■ **Records to process**
──────────────────────────────

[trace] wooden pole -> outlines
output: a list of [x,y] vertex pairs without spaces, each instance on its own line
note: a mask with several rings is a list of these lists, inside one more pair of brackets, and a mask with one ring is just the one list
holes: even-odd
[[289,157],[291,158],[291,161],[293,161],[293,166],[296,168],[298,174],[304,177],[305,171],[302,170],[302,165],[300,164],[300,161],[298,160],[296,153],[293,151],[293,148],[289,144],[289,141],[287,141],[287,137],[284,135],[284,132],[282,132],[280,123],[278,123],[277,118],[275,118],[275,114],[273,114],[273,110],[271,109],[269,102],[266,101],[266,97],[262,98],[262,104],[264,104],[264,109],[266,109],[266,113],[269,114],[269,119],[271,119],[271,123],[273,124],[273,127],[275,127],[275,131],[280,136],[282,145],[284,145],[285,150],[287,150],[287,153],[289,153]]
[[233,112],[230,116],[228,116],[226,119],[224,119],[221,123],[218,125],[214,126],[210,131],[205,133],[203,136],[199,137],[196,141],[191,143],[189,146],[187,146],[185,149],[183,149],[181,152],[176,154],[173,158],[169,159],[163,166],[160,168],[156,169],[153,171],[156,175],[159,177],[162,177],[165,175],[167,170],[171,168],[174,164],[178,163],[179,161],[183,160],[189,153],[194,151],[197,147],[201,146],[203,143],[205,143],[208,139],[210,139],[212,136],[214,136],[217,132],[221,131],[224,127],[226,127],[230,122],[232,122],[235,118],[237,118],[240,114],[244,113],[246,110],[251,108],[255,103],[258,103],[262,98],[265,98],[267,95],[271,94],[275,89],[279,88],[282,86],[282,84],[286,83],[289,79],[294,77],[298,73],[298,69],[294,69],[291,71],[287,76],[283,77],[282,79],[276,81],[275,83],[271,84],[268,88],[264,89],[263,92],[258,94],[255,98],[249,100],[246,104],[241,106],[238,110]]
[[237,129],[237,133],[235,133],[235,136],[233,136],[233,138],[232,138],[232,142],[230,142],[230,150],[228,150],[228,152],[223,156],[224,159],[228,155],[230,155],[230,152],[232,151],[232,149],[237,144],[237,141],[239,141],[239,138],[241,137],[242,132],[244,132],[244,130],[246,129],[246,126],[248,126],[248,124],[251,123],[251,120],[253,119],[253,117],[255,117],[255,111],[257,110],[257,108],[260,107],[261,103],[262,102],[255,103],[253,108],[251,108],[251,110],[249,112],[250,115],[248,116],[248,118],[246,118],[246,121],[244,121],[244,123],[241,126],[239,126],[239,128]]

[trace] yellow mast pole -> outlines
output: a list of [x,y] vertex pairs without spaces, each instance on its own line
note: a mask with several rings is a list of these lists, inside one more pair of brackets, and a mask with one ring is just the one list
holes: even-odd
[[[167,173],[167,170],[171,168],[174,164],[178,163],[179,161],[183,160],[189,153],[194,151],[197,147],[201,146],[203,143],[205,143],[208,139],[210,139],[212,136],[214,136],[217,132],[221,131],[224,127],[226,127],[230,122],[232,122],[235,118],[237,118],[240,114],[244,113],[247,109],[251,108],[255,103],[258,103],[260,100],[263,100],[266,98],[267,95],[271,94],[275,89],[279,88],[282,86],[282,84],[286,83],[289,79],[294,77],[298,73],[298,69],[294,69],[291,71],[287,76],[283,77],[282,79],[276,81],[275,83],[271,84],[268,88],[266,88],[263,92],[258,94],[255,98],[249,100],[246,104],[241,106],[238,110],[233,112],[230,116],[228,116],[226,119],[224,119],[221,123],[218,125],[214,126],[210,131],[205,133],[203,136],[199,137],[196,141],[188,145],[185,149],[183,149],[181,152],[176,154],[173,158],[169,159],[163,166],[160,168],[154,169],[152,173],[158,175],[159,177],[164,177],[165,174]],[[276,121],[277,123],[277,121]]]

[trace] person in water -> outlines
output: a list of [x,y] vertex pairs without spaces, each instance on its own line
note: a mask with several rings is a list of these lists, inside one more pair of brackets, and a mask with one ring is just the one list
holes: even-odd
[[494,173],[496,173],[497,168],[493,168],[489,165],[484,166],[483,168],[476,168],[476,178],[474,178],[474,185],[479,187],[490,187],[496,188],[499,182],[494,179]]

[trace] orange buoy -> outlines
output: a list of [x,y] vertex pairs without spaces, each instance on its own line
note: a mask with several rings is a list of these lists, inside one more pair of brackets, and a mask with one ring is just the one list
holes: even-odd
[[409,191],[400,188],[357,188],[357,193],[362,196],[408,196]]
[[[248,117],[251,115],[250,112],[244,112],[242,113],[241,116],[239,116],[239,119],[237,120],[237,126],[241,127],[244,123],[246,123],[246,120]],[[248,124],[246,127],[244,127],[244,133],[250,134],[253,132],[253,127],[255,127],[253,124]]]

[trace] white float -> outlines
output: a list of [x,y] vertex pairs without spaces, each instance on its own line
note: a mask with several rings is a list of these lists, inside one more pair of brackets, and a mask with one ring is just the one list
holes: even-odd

──────────────────────────────

■ **Goal**
Give back all the data exactly as written.

■ **Complete response**
[trace] wooden pole -> outlines
output: a list of [x,y] vertex pairs without spaces, each instance on its own line
note: a mask with several rings is a list of these lists, inside one more pair of brackets, and a mask with one ring is just the one list
holes: even-odd
[[289,157],[291,158],[291,161],[293,161],[293,166],[296,168],[298,174],[304,177],[305,171],[302,170],[302,165],[300,164],[300,161],[298,160],[296,153],[293,151],[293,148],[289,144],[289,141],[287,141],[287,137],[284,135],[284,132],[282,132],[280,123],[278,123],[277,118],[275,118],[275,114],[273,114],[273,110],[271,109],[269,102],[266,101],[266,97],[262,98],[262,104],[264,104],[264,109],[266,109],[266,113],[269,114],[269,119],[271,119],[271,123],[273,124],[273,127],[275,127],[275,131],[280,136],[282,145],[284,145],[285,150],[287,150],[287,153],[289,153]]
[[233,112],[230,116],[228,116],[226,119],[224,119],[221,123],[218,125],[214,126],[210,131],[205,133],[203,136],[199,137],[196,141],[191,143],[189,146],[187,146],[185,149],[183,149],[181,152],[176,154],[173,158],[169,159],[163,166],[160,168],[156,169],[153,171],[156,175],[159,177],[162,177],[165,175],[167,170],[171,168],[174,164],[178,163],[179,161],[183,160],[189,153],[194,151],[197,147],[201,146],[203,143],[205,143],[208,139],[210,139],[212,136],[214,136],[217,132],[221,131],[224,127],[226,127],[230,122],[232,122],[235,118],[237,118],[240,114],[244,113],[246,110],[251,108],[255,103],[258,103],[262,98],[265,98],[267,95],[271,94],[275,89],[279,88],[282,86],[282,84],[286,83],[289,79],[294,77],[298,73],[298,69],[294,69],[291,71],[287,76],[283,77],[282,79],[276,81],[275,83],[271,84],[268,88],[264,89],[263,92],[258,94],[255,98],[249,100],[246,104],[241,106],[238,110]]
[[237,129],[237,133],[235,133],[235,136],[233,136],[233,138],[232,138],[232,142],[230,142],[230,150],[228,150],[228,152],[223,156],[224,159],[228,155],[230,155],[230,152],[232,151],[232,149],[237,144],[237,141],[239,141],[239,138],[241,137],[242,132],[244,132],[244,130],[246,129],[246,126],[248,126],[248,124],[251,123],[251,120],[253,119],[253,117],[255,117],[255,111],[257,110],[257,108],[260,107],[261,103],[262,102],[255,103],[253,108],[251,108],[251,110],[249,112],[250,115],[248,116],[248,118],[246,118],[246,121],[244,121],[244,123],[241,126],[239,126],[239,128]]

[trace] yellow mast pole -> outlines
output: a list of [x,y] vertex pairs without spaces, each instance on its own line
note: a mask with several rings is a list of these lists, inside one more pair of brackets, and a mask with one ring is just the one list
holes: even-odd
[[[167,173],[167,170],[171,168],[174,164],[178,163],[179,161],[183,160],[189,153],[194,151],[197,147],[201,146],[203,143],[205,143],[208,139],[210,139],[212,136],[214,136],[217,132],[221,131],[224,127],[226,127],[230,122],[232,122],[235,118],[237,118],[240,114],[244,113],[247,109],[251,108],[255,103],[258,103],[260,100],[263,100],[266,98],[267,95],[271,94],[275,89],[279,88],[282,86],[282,84],[286,83],[289,79],[294,77],[298,73],[298,69],[294,69],[291,71],[287,76],[283,77],[282,79],[276,81],[275,83],[271,84],[268,88],[266,88],[263,92],[258,94],[255,98],[249,100],[246,104],[241,106],[238,110],[233,112],[230,116],[228,116],[226,119],[224,119],[221,123],[218,125],[214,126],[210,131],[205,133],[203,136],[199,137],[196,141],[188,145],[185,149],[183,149],[181,152],[176,154],[173,158],[169,159],[163,166],[160,168],[154,169],[152,173],[158,175],[159,177],[164,177],[165,174]],[[276,121],[277,123],[277,121]]]

[trace] person in water -> outlines
output: a list of [x,y] vertex pairs without spaces, each instance on its own line
note: a mask with several rings is a list of these lists, inside one more pair of brackets, and a mask with one ring is just the one list
holes: even-odd
[[494,173],[496,173],[497,168],[493,168],[489,165],[484,166],[483,168],[476,168],[476,178],[474,178],[474,185],[479,187],[490,187],[496,188],[499,182],[494,179]]

[trace] orange buoy -> outlines
output: a list of [x,y] vertex pairs without spaces, each instance on its own line
note: a mask with several rings is a list of these lists, inside one more pair of brackets, and a mask with one ring is just the one list
holes: even-odd
[[409,191],[400,188],[357,188],[357,193],[362,196],[408,196]]
[[[248,117],[251,115],[250,112],[244,112],[242,113],[241,116],[239,116],[239,119],[237,120],[237,126],[241,127],[244,123],[246,123],[246,120]],[[248,124],[246,127],[244,127],[244,133],[250,134],[253,132],[253,127],[255,127],[253,124]]]

[trace] white float -> outlines
output: a list of [x,y] vertex pairs without spaces, each instance on its own line
note: a mask with several rings is a list of these lists, inside one more pair of brackets, and a mask with one ring is just the one list
holes: even-odd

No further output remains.